» Problem description
Exactly reproduce each line of the listing that follows.

-- BEGIN Record list --

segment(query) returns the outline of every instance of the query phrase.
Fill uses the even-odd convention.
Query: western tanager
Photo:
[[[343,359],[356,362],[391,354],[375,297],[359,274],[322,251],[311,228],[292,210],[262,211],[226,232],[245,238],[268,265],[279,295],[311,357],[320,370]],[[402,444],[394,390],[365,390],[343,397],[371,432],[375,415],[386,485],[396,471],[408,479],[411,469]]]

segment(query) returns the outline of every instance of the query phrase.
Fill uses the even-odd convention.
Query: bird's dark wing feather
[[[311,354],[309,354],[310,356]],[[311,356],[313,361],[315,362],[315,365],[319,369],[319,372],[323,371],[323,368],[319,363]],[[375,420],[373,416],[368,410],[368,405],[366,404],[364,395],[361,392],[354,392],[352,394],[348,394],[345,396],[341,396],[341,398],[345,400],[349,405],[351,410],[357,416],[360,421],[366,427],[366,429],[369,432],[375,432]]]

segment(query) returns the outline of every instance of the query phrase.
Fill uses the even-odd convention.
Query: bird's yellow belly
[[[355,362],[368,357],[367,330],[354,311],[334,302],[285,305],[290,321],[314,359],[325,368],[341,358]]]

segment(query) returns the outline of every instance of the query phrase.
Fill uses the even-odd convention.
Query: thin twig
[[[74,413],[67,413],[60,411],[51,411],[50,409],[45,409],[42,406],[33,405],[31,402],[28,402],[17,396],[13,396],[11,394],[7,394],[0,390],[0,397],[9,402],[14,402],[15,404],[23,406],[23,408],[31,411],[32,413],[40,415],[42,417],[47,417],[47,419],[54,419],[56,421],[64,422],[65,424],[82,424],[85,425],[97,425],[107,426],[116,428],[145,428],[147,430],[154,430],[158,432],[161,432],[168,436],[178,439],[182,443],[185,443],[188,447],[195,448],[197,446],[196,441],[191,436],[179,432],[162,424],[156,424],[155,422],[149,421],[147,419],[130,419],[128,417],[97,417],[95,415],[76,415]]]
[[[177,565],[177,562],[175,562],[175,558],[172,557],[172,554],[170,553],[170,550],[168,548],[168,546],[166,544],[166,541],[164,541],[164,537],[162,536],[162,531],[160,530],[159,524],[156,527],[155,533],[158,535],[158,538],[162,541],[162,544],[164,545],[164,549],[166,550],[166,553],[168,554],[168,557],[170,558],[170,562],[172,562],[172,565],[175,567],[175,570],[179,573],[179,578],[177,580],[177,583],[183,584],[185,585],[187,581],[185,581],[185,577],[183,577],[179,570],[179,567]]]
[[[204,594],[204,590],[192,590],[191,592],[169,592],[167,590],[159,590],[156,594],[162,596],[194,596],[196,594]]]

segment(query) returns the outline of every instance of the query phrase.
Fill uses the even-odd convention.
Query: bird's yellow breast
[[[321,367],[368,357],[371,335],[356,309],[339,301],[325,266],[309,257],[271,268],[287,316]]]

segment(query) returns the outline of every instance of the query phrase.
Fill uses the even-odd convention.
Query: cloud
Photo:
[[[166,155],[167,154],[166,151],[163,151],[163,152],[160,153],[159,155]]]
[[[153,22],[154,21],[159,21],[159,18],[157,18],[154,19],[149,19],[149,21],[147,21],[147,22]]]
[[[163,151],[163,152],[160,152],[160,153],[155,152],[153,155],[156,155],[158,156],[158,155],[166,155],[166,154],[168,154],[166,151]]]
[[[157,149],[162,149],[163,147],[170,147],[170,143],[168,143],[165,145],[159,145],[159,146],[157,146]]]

-- END Record list --

» Solution to the problem
segment(query) returns the outline of every instance of the query phrase.
Fill uses the even-odd convention.
Query: western tanager
Photo:
[[[343,359],[356,362],[391,354],[375,297],[359,274],[322,251],[311,228],[292,210],[262,211],[226,232],[245,238],[268,265],[279,295],[311,357],[320,370]],[[402,444],[394,390],[365,390],[343,397],[371,432],[375,415],[386,485],[396,471],[408,479],[411,469]]]

segment(query) returns the outline of every instance of the query phrase.
Fill uses the even-odd convention.
Query: bird's dark wing feather
[[[311,354],[309,354],[310,356]],[[311,356],[313,361],[315,362],[315,365],[319,369],[319,372],[323,371],[323,368],[319,363]],[[375,420],[373,416],[368,410],[368,405],[366,404],[364,395],[361,392],[354,392],[352,394],[348,394],[345,396],[341,396],[341,398],[345,400],[349,405],[351,410],[357,416],[360,421],[366,427],[366,429],[369,432],[375,432]]]

segment(query) returns the outline of every instance of the query phrase.
Fill uses the even-odd convention.
Query: bird's yellow belly
[[[355,362],[368,357],[367,330],[354,311],[334,302],[285,305],[290,321],[314,359],[325,368],[341,358]]]

segment(query) returns the outline of every instance of the query phrase.
Fill uses the even-odd convention.
Query: thin twig
[[[74,413],[67,413],[60,411],[51,411],[50,409],[45,409],[42,406],[33,405],[31,402],[28,402],[17,396],[13,396],[11,394],[7,394],[0,390],[0,397],[9,402],[14,402],[15,404],[23,406],[23,408],[31,411],[32,413],[40,415],[42,417],[47,417],[47,419],[54,419],[56,421],[64,422],[65,424],[82,424],[85,425],[97,425],[107,426],[116,428],[145,428],[147,430],[154,430],[158,432],[161,432],[168,436],[178,439],[182,443],[185,443],[188,447],[195,448],[197,446],[196,441],[191,436],[179,432],[162,424],[156,424],[155,422],[149,421],[147,419],[130,419],[128,417],[97,417],[95,415],[76,415]]]
[[[177,565],[177,562],[175,562],[175,558],[172,557],[172,554],[170,553],[170,550],[168,548],[168,546],[166,544],[166,541],[164,541],[164,537],[162,536],[162,531],[160,530],[159,524],[156,527],[155,533],[158,535],[158,538],[162,541],[162,544],[164,545],[164,549],[166,550],[166,553],[168,554],[168,557],[170,558],[170,562],[172,562],[172,565],[175,567],[175,570],[179,573],[179,578],[177,580],[177,583],[183,584],[185,585],[187,581],[185,581],[185,577],[183,577],[179,570],[179,567]]]
[[[204,594],[204,590],[192,590],[191,592],[169,592],[167,590],[159,590],[156,594],[162,596],[194,596],[196,594]]]

segment(query) returns the outline of every instance of the query phrase.
Fill uses the even-odd convention.
Query: bird's yellow breast
[[[321,367],[368,357],[371,335],[356,309],[339,301],[325,266],[309,257],[271,268],[287,316]]]

segment(query) returns the outline of every instance of the query phrase.
Fill uses the even-odd convention.
Query: cloud
Photo:
[[[166,155],[167,154],[166,151],[163,151],[163,152],[160,153],[159,155]]]
[[[153,22],[154,21],[159,21],[159,18],[157,18],[154,19],[149,19],[149,21],[147,21],[147,22]]]
[[[163,151],[163,152],[160,152],[160,153],[155,152],[153,155],[156,155],[158,156],[158,155],[166,155],[166,154],[168,154],[166,151]]]
[[[157,149],[162,149],[163,147],[170,147],[170,143],[168,143],[165,145],[159,145],[159,146],[157,146]]]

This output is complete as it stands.